- **SUPPLIED PASSAGE**

───

PopReach Corporation (“PopReach” or the “Company“) (TSXV: POPR) (OTCQX: POPRF) is, further to its press release dated April 28, 2022 regarding the business combination (the “Transaction“) of PopReach with 2810735 Ontario Inc. d/b/a Federated Foundry (“Federated” and together with PopReach, the “Parties“), pleased to provide an update on selected unaudited pro-forma consolidated financial information for the combined Parties for the three months ended March 31, 2022 and March 31, 2021. The selected unaudited pro-forma financial information presented is inclusive of the financial information of PopReach for the applicable periods, as previously reported and filed on www.sedar.com.
1 Please refer to “Non-IFRS Measures” section of this press release |
(All figures in US dollars, unless otherwise indicated)
Unaudited Pro-Forma Consolidated Financial Information
The following table sets out certain unaudited pro-forma consolidated financial information for the combined PopReach and Federated businesses had: 1) the Transaction been consummated at the beginning of the three month periods ended March 31, 2021 and March 31, 2022; and 2) Federated had acquired Notify AI, LLC (“Notify AI”), Q1Media, Inc. (“Q1Media”), and Crucial Interactive Holdings Inc. (“Contobox”), at the beginning of the same periods.

───

- **EXERCISE 1**
According to the PopReach press release, what two conditions does the table's pro-forma information assume for the combined businesses? Explain in one to three sentences.
- **EXERCISE 2**
In the PopReach press release, what currency are the figures given in unless otherwise indicated?
- **EXERCISE 3**
Pick up the PopReach press release after its last sentence and continue it.

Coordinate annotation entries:
───

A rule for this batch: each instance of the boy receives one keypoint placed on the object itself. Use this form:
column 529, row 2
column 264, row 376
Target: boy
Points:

───

- **WRITTEN REPLY 1**
The table assumes that the Transaction between PopReach and Federated had been consummated at the beginning of the three month periods ended March 31, 2021 and March 31, 2022. It also assumes that Federated had acquired Notify AI, Q1Media and Contobox at the beginning of those same periods.

- **WRITTEN REPLY 2**
US dollars.

- **WRITTEN REPLY 3**
Figures in US Dollars Unaudited | 2022 Q1 | 2021 Q1 | YoY | |
ended Mar | ended Mar | Growth | ||
Revenue | $19,094,641 | $15,642,845 | 22.1% | |
Adjusted EBITDA1 | $1,894,392 | $2,149,227 | (13.6%) | |
Adjusted EBITDA Margin1 | 9.9% | 13.7% | ||
Net Loss | ($548,633) | ($298,291) | — |
Non-IFRS Measures
The Company prepares its financial statements in accordance with IFRS. However, the Company considers certain non-IFRS financial measures as useful additional information to assess its financial performance. These measures, which it believes are widely used by investors, securities analysts and other interested parties to evaluate its performance, do not have a standardized meaning prescribed by IFRS and therefore may not be comparable to similarly titled measures presented by other publicly traded companies, nor should they be construed as an alternative to financial measures determined in accordance with IFRS. Non-IFRS measures include “Bookings”, “EBITDA” and “Adjusted EBITDA”.
EBITDA and Adjusted EBITDA
Earnings before interest, taxes, depreciation and amortization (“EBITDA”) and consolidated adjusted earnings before interest, taxes, depreciation and amortization (“Adjusted EBITDA”) are non-IFRS measures of financial performance. The presentation of these non-IFRS financial measures is not intended to be considered in isolation from, as a substitute for, or superior to, the financial information prepared and presented in accordance with IFRS, and may be different from non-IFRS financial measures used by other companies. Company management defines EBITDA as follows: IFRS Net income (loss) adding back accretion and interest expenses (including amortization of deferred financing fees), income taxes, amortization, gain/loss on disposal of assets, and fair value gain/loss on financial liabilities. Adjusted EBITDA is calculated as EBITDA and excludes discontinued operations and the effects of significant items of income and expenditure which may have an impact on the quality of earnings, such as restructuring costs and impairments where the impairment is the result of an isolated, non-recurring event. It also excludes the effects of equity-settled share-based payments, changes in deferred revenues, and other extraordinary one-time expenses. See reconciliation of EBITDA and Adjusted EBITDA under “Adjusted EBITDA” below.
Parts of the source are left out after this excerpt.